** Objective **
Pick out each line in the items below that contains the string "microphone" and copy it unchanged.

[Detection examples]
######

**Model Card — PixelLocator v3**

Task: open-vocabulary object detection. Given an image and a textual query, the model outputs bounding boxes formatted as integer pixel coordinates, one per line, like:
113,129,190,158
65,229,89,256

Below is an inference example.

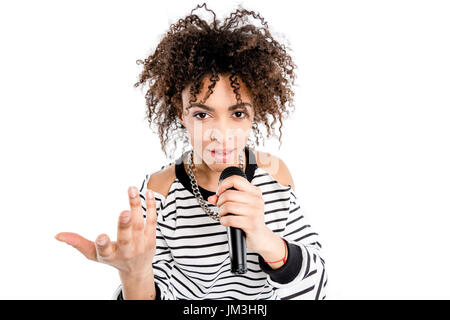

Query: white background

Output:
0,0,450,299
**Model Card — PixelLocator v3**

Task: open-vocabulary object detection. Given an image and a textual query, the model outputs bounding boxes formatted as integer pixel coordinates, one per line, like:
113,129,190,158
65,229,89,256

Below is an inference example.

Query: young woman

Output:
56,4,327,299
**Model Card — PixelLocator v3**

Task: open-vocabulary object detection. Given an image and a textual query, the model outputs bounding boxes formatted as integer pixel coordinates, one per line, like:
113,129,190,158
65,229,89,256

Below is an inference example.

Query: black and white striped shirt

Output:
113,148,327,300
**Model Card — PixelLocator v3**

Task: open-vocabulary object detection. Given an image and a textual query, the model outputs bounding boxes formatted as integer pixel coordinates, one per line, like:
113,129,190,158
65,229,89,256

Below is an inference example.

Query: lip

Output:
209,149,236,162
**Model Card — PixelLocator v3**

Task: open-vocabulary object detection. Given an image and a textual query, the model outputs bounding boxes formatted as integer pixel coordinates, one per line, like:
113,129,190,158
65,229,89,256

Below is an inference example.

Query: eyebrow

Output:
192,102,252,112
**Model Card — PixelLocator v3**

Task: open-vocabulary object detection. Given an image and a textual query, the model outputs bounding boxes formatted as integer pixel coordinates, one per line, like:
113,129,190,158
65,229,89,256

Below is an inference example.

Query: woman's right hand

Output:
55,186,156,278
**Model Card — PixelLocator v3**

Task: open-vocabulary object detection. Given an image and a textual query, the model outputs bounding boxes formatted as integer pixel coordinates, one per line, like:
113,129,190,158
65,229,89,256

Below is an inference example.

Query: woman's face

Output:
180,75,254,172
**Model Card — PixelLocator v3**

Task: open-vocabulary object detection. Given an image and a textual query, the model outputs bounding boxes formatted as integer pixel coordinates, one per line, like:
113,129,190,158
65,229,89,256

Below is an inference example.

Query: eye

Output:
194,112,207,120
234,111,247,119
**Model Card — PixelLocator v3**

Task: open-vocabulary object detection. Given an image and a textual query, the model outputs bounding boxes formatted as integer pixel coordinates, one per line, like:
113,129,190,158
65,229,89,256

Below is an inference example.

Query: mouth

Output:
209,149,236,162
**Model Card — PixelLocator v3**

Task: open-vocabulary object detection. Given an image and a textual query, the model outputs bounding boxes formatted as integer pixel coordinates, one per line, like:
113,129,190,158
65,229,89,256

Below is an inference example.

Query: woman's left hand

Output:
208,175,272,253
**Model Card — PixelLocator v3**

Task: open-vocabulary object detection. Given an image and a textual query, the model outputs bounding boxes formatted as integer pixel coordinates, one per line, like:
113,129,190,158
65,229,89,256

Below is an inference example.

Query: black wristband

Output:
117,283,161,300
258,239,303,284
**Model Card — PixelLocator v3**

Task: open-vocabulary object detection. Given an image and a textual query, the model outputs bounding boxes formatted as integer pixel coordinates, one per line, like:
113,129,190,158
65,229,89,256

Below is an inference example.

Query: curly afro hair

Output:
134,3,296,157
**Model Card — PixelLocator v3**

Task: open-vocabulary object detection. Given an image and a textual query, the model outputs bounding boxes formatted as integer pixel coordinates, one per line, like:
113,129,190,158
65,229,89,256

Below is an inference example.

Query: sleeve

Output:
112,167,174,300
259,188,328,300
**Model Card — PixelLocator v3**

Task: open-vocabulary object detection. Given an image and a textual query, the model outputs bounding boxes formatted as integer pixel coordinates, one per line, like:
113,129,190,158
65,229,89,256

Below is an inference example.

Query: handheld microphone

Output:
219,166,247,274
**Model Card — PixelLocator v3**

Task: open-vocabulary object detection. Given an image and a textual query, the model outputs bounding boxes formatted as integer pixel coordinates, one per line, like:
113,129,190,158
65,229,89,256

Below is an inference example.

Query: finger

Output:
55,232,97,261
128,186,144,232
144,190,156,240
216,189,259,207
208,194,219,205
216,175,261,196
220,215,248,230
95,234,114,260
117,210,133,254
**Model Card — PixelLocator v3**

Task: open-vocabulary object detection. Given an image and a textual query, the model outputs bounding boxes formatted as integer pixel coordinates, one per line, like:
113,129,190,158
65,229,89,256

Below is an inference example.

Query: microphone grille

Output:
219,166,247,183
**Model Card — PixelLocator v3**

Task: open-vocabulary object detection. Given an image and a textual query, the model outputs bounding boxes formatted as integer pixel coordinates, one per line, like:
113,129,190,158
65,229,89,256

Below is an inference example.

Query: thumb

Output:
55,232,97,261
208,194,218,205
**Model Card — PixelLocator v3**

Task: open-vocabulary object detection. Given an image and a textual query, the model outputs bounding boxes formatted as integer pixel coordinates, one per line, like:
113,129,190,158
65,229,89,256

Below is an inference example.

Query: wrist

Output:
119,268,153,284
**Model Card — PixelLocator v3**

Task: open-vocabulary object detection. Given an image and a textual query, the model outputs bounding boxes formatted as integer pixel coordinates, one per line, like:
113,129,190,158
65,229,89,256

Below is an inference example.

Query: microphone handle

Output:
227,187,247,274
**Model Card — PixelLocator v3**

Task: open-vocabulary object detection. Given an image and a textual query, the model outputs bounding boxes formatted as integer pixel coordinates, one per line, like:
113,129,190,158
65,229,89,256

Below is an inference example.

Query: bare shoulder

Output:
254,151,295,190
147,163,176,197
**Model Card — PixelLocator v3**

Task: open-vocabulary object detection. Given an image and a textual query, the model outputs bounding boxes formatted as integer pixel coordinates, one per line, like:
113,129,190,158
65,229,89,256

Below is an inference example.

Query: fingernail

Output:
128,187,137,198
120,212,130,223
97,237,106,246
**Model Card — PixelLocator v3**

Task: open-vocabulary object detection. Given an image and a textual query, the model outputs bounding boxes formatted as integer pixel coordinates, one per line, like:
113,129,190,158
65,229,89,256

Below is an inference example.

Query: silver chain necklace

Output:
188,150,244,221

######

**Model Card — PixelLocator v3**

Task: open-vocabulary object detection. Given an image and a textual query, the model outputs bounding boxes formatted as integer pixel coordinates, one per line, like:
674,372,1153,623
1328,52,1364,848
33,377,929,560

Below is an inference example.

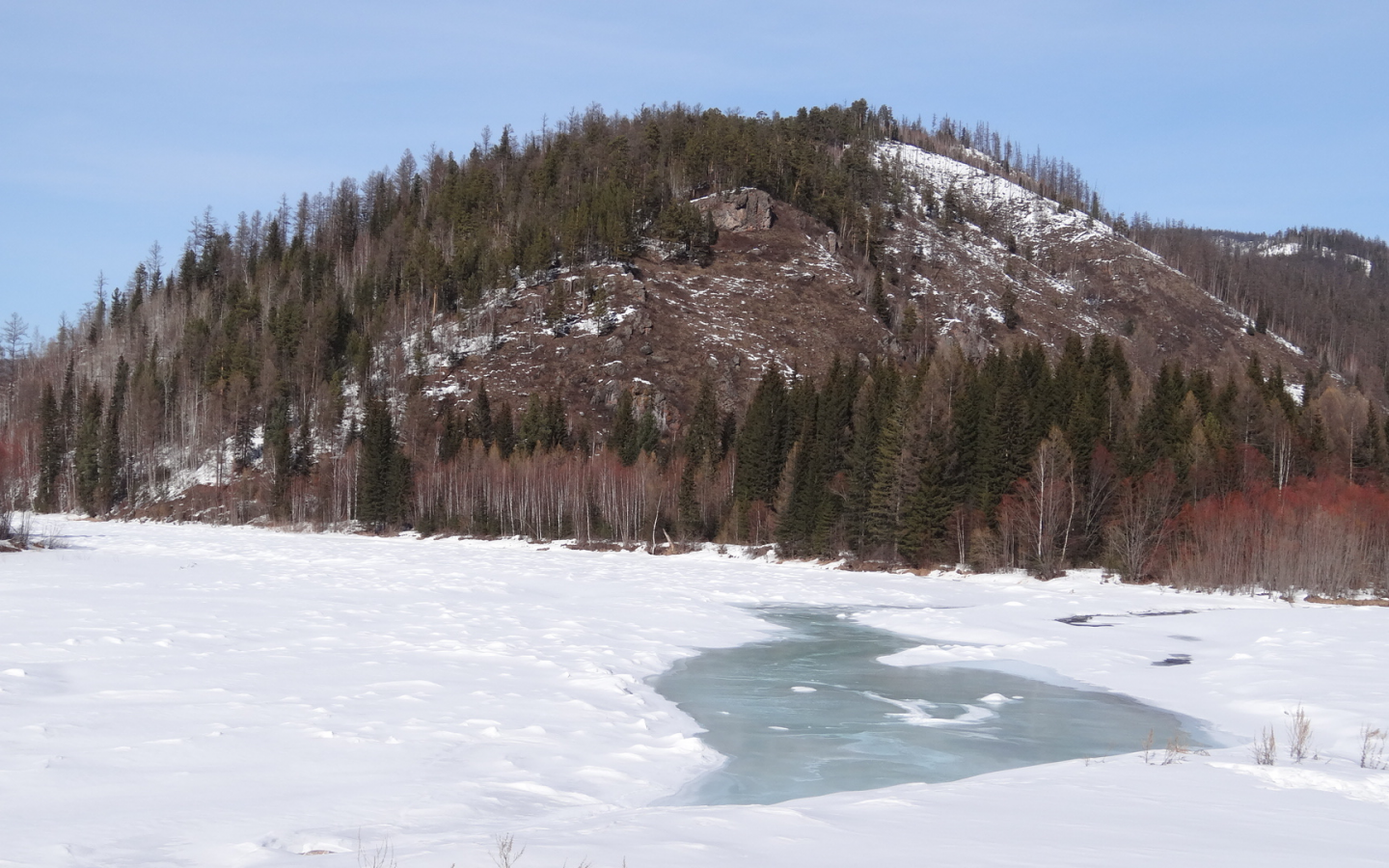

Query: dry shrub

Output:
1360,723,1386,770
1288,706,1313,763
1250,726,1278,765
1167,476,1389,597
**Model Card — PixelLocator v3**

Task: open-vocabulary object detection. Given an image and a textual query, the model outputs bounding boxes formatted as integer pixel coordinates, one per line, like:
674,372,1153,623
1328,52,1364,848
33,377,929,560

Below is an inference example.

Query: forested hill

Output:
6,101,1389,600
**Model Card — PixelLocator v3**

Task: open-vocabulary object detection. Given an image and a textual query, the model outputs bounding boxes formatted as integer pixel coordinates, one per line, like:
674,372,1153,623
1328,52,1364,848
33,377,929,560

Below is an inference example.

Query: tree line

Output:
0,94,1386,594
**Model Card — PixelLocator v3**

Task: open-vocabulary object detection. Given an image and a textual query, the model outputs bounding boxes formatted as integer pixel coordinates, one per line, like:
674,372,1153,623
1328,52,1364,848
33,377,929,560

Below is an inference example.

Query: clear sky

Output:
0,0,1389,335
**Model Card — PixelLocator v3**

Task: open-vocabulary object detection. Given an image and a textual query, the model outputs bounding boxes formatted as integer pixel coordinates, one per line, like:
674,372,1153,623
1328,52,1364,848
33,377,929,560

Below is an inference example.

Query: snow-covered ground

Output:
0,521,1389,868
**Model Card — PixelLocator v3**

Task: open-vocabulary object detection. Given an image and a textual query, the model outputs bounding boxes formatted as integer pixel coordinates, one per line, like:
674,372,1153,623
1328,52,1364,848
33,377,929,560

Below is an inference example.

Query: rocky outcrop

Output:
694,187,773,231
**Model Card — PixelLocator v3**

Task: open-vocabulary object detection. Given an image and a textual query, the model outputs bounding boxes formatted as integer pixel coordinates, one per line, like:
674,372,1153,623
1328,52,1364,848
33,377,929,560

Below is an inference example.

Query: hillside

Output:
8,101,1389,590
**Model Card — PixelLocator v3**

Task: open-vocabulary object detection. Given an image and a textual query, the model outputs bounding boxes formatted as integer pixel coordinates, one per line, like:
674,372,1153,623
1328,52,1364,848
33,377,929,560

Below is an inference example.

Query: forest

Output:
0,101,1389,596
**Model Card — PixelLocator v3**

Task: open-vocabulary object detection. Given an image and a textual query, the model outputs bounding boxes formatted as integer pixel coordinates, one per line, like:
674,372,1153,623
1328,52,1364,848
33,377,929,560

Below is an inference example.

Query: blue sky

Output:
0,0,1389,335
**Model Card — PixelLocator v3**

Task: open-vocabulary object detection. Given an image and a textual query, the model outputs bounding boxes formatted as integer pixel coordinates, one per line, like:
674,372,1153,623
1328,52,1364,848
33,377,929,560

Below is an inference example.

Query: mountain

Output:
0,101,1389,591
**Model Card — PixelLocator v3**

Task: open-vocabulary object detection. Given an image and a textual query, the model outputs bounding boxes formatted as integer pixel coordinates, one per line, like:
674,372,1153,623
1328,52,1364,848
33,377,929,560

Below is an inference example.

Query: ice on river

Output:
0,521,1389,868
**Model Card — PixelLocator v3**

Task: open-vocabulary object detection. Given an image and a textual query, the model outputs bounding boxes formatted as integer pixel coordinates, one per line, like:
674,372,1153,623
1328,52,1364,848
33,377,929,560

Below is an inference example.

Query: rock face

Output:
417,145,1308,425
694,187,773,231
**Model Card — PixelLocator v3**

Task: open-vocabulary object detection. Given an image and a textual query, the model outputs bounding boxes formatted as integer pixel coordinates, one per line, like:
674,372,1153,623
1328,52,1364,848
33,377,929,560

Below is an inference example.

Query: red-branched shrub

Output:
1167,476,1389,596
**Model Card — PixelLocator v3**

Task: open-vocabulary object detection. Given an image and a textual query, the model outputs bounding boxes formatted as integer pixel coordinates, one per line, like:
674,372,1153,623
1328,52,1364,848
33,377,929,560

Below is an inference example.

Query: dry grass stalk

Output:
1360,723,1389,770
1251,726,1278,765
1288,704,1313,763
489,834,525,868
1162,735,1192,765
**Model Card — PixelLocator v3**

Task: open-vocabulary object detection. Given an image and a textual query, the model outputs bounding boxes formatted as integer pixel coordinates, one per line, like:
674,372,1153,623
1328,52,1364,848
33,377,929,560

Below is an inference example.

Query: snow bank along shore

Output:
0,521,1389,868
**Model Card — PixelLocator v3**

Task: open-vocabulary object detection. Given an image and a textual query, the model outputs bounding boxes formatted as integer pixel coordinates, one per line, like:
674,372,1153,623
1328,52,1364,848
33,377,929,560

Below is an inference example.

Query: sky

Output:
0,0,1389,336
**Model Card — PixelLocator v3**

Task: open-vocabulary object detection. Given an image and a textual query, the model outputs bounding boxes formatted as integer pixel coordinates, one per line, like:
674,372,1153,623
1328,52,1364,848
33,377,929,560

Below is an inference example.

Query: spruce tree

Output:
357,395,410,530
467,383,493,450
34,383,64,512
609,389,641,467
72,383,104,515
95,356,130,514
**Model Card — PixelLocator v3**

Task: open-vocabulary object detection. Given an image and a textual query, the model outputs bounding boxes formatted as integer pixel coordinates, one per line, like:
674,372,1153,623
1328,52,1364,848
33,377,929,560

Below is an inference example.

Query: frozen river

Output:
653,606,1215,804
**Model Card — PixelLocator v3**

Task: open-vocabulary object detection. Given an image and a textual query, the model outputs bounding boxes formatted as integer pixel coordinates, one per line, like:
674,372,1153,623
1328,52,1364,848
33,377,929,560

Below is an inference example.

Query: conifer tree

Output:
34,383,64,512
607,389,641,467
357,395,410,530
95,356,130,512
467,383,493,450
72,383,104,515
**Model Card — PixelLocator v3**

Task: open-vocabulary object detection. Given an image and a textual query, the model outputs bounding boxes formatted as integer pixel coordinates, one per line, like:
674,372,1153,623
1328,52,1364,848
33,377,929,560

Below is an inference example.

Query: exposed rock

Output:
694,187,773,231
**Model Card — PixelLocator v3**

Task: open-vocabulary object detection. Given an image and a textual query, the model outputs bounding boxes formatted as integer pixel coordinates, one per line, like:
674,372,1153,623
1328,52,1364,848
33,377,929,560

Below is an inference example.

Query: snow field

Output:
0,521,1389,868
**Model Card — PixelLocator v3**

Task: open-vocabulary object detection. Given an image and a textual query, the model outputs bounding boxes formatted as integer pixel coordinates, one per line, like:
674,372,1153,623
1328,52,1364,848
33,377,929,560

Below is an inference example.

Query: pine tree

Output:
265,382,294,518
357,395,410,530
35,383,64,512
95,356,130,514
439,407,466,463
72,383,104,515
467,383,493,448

######

** Solution for this problem **
Query: handheld microphone
Query: microphone grille
Query: microphone handle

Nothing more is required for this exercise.